**Required action**
Each line below needs to be printed again exactly.

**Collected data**

┄┄┄┄┄┄

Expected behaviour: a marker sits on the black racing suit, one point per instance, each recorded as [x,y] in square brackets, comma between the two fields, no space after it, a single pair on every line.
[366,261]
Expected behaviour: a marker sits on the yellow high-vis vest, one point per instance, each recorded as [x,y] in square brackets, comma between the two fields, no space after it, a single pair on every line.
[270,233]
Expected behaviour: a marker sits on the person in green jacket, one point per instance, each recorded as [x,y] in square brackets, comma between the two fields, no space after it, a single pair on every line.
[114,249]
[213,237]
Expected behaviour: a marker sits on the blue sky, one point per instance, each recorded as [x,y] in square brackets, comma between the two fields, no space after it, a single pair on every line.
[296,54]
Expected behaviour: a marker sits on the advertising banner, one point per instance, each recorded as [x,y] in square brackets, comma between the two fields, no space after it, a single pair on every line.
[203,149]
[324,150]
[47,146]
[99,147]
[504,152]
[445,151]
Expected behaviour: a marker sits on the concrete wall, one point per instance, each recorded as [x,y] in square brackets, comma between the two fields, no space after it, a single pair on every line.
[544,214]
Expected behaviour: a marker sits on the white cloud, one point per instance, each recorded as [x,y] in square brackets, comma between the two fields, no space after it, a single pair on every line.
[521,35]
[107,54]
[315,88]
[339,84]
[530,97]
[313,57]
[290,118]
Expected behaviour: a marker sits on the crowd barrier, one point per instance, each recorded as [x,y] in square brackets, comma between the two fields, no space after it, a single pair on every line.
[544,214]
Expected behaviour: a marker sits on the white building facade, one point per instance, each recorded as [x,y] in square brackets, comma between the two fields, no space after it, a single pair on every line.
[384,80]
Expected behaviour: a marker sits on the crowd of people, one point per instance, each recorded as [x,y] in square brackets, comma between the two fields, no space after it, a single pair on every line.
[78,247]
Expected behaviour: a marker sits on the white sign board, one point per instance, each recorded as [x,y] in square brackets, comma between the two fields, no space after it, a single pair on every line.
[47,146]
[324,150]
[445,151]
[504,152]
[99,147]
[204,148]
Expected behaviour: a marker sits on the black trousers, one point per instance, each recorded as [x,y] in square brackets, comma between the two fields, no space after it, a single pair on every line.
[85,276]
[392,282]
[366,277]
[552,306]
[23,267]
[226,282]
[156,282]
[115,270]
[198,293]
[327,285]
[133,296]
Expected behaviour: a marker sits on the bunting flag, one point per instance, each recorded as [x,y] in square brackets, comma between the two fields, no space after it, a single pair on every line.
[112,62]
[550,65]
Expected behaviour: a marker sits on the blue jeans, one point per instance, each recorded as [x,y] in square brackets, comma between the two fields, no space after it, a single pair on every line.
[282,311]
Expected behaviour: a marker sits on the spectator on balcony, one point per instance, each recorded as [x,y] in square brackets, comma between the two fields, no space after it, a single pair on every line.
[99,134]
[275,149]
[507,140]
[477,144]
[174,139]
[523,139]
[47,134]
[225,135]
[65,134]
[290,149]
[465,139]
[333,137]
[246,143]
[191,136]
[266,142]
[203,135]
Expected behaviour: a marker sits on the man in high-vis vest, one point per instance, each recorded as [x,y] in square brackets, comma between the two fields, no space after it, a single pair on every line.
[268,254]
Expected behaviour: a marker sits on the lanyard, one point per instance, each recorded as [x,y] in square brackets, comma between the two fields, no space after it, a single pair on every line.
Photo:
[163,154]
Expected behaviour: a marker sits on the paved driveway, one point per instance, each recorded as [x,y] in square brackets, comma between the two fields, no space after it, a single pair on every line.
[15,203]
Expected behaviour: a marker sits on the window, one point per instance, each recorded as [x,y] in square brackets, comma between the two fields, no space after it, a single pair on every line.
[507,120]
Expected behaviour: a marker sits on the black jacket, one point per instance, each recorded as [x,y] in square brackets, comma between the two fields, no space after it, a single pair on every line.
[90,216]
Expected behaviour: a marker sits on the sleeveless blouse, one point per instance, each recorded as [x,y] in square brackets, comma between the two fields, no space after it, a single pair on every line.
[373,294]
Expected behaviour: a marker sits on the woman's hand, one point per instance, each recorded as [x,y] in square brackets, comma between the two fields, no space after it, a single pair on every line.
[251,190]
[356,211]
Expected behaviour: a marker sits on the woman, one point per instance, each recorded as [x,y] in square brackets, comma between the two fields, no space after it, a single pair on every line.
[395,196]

┄┄┄┄┄┄

**Reply**
Expected behaviour: a marker sits on the black racing suit, one point per instance, each recorded as [x,y] in square brackets, comma between the two fields, no space after it, a single pair on every line.
[366,261]
Expected behaviour: a marker sits on the yellow high-vis vest, one point per instance, each recorded as [x,y] in square brackets, comma between the two fields, no space after it, a single pair on every line.
[270,233]
Expected behaviour: a marker sits on the person in green jacket, one point per instance, each recorded as [x,y] in square brackets, comma between the two fields, no space after it, a single pair on every line.
[114,249]
[213,237]
Expected behaviour: a marker sits on the blue sky, one point per instance, each recorded as [x,y] in square brackets, comma between the two fields, no space after it, a single pair on every line.
[296,54]
Expected behaviour: a marker sits on the advertising banner, one point per instance, each recorded as [x,y] in square brackets, comma between the two fields, no space after it, a single pair on every line.
[203,149]
[324,150]
[47,146]
[99,147]
[504,152]
[445,151]
Expected behaviour: a marker sits on the concrete wall, one point per instance, each recorded as [x,y] in square brackets, comma between the two fields, no space after it, a single pair on every line.
[544,214]
Expected behaviour: a marker sits on the white cloud, one point per instance, each recorded as [x,y] in square brackets, comma between the two fields, no space after it, a single pair on every line.
[521,35]
[107,54]
[315,88]
[339,84]
[530,97]
[313,57]
[290,118]
Expected behaviour: a marker sits on the crowd barrier, one point per instance, each recorded as [x,y] in square brackets, comma between the two fields, no space after it, a single pair on every line.
[544,214]
Expected behaviour: a marker sits on the white building facade, one point per instance, each recorded as [x,y] in square brackets, comma between the two fields, no space after it, a single pair on every line.
[384,80]
Expected behaviour: a marker sits on the crowd of people, one point per instance, each recorded as [x,y] in square brackets, comma between the two fields, no space after it, a single pair on every line.
[78,247]
Expected behaviour: a marker sits on the white sign board, one point per instance, each recorded as [x,y] in square brackets, comma between the two fields, no space after it, a single pair on every line.
[47,146]
[324,150]
[445,151]
[504,152]
[99,147]
[204,148]
Expected behaviour: a marker sits on the black trousers, one point per instance, each recorded as [x,y] in square brackets, comma between the two fields, no space after it, a single pair on every line.
[85,276]
[392,282]
[366,277]
[552,306]
[23,267]
[226,282]
[156,282]
[115,270]
[198,293]
[327,285]
[133,296]
Expected behaviour: a marker sits on the bunting flag, one point per instance, each recorded as [x,y] in square brackets, comma between the two fields, no space after it, a single pair on every line.
[112,62]
[550,65]
Expected behaviour: a marker sits on the blue jeans, one point per instance, each recorded as [x,y] in square brackets, comma between the two fields, no space after it, a single pair on every line.
[282,311]
Expected behaviour: a marker sits on the spectator on balcony, one point per instance, each recorded as [x,y] in square brackets, comma between the two fields, no space after it, a single pair on every line.
[99,134]
[275,149]
[507,140]
[477,144]
[174,139]
[523,139]
[47,134]
[225,135]
[65,134]
[290,149]
[465,139]
[333,137]
[246,143]
[191,136]
[266,142]
[203,135]
Expected behaviour: a marker sits on the man in high-vis vest, one point per instance, each recorded as [x,y] in square brackets, comma between the two fields, no space after it, a single pair on every line.
[268,254]
Expected behaviour: a marker sits on the lanyard, one point per instance, each recorded as [x,y] in square brackets, comma between the two fields, no space after it, a single pair on every line.
Photo:
[163,154]
Expected behaviour: a marker sits on the paved driveway, one point per instance, each recorded as [x,y] in square brackets, comma between the two fields, no space after it, a single pair on every line.
[15,203]
Expected behaviour: a marker sits on the window, one point per instance, each recorded as [x,y] in square brackets, comma between the two fields, no space after it, a single pair on every line.
[507,120]
Expected behaviour: a marker sits on the black jacket, one point per instance, each recorded as [x,y] in square brackets, comma between the two fields, no space after it, a single pair on every line.
[90,216]
Expected behaviour: a marker sits on the sleeveless blouse, one point per instance, each recorded as [x,y] in square brackets, comma between the two fields, no space after it, a single pair on every line.
[373,294]
Expected behaviour: a marker sits on the woman's hand, one point per instance, each recorded as [x,y] in square brackets, comma between the two fields, no space after it, a single pair on every line.
[251,190]
[356,211]
Expected behaviour: a marker sits on the woman, one point per instance, each recorded as [x,y] in square brackets, comma between the two fields, no space after it, a single pair on every line.
[395,196]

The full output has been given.